Records from a data source.
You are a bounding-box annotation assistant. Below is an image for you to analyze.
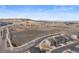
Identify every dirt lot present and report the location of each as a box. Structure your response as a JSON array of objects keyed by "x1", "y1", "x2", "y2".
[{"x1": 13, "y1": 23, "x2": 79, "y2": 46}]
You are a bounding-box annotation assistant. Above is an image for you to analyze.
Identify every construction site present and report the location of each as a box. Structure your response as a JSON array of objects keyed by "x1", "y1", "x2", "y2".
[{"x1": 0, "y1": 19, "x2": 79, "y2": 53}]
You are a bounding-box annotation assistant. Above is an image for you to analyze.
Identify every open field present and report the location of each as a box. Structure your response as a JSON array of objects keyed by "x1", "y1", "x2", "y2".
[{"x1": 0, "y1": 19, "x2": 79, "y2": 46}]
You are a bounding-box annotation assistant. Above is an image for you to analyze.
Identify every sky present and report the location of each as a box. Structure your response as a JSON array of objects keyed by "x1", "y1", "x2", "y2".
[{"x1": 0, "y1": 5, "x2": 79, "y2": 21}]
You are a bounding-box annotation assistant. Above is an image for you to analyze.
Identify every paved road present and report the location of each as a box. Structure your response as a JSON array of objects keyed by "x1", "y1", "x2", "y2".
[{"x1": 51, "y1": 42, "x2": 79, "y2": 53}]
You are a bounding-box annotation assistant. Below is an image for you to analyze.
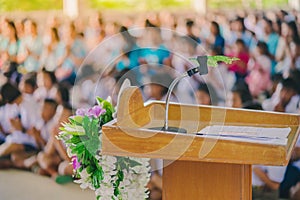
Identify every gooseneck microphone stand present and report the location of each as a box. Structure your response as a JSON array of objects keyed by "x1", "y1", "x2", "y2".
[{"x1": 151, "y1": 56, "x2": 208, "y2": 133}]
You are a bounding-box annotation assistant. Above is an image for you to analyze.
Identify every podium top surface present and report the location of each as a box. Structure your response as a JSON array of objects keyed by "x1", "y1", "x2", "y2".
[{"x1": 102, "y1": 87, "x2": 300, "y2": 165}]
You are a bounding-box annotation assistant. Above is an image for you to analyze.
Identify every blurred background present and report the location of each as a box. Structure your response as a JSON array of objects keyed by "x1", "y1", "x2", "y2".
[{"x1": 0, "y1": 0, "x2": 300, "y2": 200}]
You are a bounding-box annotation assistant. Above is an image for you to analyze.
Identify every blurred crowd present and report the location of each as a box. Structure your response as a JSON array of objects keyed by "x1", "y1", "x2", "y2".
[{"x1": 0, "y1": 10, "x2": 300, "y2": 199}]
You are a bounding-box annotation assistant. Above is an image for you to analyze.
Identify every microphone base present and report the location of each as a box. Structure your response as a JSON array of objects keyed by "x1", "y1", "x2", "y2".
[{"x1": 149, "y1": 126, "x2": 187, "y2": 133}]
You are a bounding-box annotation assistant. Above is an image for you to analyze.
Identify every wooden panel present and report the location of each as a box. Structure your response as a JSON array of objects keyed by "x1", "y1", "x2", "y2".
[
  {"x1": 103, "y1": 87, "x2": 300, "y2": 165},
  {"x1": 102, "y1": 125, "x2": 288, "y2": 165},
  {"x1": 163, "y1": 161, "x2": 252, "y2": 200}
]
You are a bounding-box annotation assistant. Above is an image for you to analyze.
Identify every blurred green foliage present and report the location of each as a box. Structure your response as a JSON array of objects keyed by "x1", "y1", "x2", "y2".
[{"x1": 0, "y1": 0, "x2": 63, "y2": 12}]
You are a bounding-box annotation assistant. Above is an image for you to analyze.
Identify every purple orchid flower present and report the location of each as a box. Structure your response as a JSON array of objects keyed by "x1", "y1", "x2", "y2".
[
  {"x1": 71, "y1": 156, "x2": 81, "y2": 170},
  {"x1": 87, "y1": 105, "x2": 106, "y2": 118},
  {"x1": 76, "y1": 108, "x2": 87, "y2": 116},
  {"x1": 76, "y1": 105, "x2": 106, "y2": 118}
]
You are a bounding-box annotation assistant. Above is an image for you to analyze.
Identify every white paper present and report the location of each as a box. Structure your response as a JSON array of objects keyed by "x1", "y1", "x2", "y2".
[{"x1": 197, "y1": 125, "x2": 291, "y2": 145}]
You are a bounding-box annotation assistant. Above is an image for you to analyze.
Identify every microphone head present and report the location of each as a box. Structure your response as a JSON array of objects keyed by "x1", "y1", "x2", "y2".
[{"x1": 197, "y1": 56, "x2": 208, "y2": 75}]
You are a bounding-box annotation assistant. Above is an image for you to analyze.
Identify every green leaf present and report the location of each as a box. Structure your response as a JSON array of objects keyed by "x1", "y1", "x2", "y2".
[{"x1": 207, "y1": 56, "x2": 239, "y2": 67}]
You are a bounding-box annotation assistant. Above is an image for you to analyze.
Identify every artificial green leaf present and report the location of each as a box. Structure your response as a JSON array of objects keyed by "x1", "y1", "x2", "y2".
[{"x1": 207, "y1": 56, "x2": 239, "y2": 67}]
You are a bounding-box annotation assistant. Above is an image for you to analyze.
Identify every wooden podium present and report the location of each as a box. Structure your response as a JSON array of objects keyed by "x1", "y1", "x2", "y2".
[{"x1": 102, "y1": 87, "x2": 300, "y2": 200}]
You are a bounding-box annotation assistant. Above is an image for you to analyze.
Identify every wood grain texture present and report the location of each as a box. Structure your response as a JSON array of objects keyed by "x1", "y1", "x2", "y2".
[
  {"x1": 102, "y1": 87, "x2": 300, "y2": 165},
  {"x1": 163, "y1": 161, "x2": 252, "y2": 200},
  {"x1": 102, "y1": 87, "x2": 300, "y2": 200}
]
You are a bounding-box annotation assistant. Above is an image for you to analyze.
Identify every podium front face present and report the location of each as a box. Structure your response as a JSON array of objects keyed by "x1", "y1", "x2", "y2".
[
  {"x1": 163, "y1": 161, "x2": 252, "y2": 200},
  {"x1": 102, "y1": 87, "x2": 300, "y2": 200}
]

The task.
Beginning at the first line of the data and stopping after the line that contains "Identify every dirt", copy the lines verbatim, leaving out the picture.

Answer to the problem.
You are a bounding-box annotation assistant. Below is an image for you to analyze.
Identify every dirt lot present and report the location of each as a box. Structure your response as a JSON array of objects keyed by "x1", "y1", "x2", "y2".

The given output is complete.